Task objective:
Transcribe precisely those lines of the listing that fall between the line containing "Target: willow tree" and the last line, inclusive of both.

Records shown:
- - - - -

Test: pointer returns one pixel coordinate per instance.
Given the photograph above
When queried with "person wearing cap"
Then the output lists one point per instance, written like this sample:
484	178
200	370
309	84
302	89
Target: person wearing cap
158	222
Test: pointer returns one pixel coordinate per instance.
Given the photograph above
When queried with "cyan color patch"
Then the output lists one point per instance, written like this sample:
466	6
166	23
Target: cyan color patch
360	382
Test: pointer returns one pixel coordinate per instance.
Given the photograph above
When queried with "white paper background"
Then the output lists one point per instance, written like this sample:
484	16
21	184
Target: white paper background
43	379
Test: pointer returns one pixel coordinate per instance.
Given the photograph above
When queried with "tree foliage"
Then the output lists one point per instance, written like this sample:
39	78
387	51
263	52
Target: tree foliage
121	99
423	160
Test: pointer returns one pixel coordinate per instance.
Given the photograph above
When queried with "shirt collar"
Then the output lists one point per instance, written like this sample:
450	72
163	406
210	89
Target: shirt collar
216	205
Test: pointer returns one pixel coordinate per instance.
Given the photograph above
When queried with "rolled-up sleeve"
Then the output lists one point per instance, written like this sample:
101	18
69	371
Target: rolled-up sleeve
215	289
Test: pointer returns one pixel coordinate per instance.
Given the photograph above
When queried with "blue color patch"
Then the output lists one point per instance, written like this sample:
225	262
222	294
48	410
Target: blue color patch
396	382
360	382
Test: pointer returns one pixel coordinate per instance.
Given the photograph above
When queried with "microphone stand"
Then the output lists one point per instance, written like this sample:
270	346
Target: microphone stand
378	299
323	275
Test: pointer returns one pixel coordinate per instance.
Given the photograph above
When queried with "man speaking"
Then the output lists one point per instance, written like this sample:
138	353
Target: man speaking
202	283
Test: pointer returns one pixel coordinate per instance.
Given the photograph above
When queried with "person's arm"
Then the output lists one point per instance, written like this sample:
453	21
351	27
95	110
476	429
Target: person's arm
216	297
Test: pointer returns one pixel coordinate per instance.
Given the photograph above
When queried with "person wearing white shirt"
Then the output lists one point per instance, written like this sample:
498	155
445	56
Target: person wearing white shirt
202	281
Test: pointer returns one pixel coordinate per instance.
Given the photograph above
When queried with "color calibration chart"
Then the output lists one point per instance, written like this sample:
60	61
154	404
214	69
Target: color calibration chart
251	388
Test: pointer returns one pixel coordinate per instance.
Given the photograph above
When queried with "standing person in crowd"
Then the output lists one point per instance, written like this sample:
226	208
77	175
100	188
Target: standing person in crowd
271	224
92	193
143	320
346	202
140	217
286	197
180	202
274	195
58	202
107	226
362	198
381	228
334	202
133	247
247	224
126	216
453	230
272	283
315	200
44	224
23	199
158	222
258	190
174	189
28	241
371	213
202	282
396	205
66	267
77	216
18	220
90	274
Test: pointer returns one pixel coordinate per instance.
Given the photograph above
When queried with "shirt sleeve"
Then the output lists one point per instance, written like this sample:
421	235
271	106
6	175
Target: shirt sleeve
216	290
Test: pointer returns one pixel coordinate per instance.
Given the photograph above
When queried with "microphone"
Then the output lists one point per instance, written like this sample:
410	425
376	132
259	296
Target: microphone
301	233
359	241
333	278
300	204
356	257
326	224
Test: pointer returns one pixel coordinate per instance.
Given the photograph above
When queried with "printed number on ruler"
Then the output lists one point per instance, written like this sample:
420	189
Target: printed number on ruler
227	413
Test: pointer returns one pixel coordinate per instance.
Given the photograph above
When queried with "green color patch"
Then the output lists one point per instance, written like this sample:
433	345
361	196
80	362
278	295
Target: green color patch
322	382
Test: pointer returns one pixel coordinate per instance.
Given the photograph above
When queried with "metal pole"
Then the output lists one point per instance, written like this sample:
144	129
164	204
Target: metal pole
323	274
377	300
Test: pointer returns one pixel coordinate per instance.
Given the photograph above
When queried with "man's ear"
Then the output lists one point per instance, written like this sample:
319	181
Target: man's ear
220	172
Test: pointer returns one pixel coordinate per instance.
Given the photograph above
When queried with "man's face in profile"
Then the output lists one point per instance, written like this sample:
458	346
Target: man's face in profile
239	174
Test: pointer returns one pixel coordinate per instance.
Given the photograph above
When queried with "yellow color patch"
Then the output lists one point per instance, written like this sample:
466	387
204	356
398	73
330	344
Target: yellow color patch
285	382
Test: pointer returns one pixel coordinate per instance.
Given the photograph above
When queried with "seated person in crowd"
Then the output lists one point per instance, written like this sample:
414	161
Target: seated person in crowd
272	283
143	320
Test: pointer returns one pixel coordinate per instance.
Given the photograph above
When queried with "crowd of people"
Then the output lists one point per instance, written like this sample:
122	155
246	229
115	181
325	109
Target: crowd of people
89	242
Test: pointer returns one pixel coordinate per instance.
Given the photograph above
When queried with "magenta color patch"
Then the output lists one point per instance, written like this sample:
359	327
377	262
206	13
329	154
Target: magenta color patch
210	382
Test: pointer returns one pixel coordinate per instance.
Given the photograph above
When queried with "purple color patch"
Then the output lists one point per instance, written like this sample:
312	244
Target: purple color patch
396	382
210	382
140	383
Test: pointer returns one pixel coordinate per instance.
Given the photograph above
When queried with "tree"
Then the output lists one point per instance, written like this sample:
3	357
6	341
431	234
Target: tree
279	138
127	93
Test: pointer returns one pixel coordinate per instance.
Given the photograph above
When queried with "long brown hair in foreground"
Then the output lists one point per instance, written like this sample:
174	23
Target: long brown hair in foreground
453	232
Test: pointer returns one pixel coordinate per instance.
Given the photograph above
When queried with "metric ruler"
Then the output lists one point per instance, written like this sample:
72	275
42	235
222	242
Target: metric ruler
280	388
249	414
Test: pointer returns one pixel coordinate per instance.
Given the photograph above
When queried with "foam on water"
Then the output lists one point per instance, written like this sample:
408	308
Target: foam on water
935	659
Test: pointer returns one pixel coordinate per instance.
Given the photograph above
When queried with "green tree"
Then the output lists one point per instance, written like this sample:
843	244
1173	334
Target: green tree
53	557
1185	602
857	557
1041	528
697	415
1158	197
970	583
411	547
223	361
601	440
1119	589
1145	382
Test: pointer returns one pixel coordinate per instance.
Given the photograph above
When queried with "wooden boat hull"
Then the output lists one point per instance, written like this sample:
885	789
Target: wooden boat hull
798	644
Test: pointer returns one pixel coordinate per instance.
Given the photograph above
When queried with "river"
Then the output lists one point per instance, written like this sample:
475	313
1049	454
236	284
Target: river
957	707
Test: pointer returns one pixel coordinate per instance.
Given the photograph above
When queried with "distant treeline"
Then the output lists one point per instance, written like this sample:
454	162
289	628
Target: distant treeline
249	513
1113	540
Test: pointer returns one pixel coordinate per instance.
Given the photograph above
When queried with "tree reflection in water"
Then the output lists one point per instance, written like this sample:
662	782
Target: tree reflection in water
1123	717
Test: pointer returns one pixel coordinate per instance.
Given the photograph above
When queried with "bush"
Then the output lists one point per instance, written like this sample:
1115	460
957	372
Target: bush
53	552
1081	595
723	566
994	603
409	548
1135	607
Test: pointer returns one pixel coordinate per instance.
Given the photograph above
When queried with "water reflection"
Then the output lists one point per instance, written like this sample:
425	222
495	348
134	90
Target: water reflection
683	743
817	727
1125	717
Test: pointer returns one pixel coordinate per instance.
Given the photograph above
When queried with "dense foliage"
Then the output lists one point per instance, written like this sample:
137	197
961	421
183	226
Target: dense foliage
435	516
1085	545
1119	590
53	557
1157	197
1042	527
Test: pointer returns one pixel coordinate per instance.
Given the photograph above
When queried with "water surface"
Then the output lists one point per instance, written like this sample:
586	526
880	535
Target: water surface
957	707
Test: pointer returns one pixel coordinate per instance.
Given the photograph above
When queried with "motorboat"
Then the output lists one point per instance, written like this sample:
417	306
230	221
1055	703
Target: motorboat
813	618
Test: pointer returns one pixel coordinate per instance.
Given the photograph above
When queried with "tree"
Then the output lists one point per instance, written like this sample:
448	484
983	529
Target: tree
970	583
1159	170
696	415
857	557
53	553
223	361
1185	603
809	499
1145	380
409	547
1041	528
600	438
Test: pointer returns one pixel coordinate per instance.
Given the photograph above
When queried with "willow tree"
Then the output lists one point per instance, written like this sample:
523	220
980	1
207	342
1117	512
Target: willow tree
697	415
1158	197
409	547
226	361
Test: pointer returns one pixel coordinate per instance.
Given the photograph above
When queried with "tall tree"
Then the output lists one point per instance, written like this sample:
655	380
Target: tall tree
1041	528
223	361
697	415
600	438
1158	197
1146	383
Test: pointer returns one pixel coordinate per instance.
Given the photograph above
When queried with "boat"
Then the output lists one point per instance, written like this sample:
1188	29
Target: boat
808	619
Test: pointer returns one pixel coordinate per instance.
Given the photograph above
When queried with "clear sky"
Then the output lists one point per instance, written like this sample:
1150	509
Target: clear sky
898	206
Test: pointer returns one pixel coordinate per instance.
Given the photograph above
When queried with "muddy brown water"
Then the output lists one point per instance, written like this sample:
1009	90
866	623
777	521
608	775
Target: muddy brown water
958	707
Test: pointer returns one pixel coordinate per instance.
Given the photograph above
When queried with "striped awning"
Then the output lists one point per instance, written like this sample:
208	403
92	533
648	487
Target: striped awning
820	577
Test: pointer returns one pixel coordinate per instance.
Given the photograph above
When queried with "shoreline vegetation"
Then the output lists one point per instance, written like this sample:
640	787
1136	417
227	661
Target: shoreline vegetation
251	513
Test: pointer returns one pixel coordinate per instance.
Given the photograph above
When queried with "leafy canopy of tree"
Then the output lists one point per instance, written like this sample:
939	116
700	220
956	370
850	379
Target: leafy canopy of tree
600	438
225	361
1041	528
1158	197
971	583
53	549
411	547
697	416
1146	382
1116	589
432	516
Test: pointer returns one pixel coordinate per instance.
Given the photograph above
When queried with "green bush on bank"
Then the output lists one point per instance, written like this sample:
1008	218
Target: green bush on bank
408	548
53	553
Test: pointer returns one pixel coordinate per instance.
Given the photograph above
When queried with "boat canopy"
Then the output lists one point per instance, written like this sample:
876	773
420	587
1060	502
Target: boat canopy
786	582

- - - - -

Response area:
Target: willow tree
697	415
1158	197
409	547
226	361
Test: pointer returns one pixel coordinate per instance.
Given the photograph above
When queried with "tall tree"
Then the output lists one point per instance, written like this sample:
655	380
Target: tall tree
1041	528
223	361
697	415
600	438
1158	197
1146	383
Test: pointer returns one pixel coordinate per instance.
Given the photograph above
When queried with "boat"
Then the output lists one point per instance, written like this sample:
1188	29
Target: boat
808	619
Test: pointer returns one pixel coordinate per instance.
Given the photograph above
When queried with "clear sky"
Then the output lists one point per instance, written like this sample:
1150	509
Target: clear sky
898	206
Test: pointer returns one pixel coordinate per instance.
Given the photograph above
When queried with "muddy brown water"
Then the output lists one point per instance, written like this sample:
1009	90
866	623
777	521
608	775
Target: muddy brown water
958	707
Test: pointer returns one pixel coordinate per instance.
Given the photograph above
When queried with "striped awning"
Then the output lists one point per instance, written like this sample:
208	403
92	533
648	487
Target: striped awning
820	577
Test: pointer returns one pixel coordinate per instance.
Given the photograph above
When queried with "shoreline vegetation"
Then the output lists one point per instance, written like this sample:
640	787
1136	417
227	661
Target: shoreline vegetation
251	513
Test: pointer returns one pixel coordinate per instance.
Given the photograph above
When queried with "leafy canopy of tree"
Then the output lists one point per instance, written like this sample:
939	116
700	220
956	370
850	379
Target: leafy canopy of tree
600	438
225	361
1041	528
1158	197
971	583
53	549
411	547
697	416
1146	382
1116	589
432	516
Test: pointer returns one pixel coordinate per instance.
Given the photograph above
When queried with "green bush on bank"
Then the output lists one point per instance, written like this sample:
1008	218
Target: green bush on bank
408	548
53	553
Test: pointer returns one pixel coordinate per instance.
Given the photograph above
When queried with "boat canopy"
Then the output lists one point per instance, written like this sample:
876	773
420	587
1060	502
Target: boat canopy
786	582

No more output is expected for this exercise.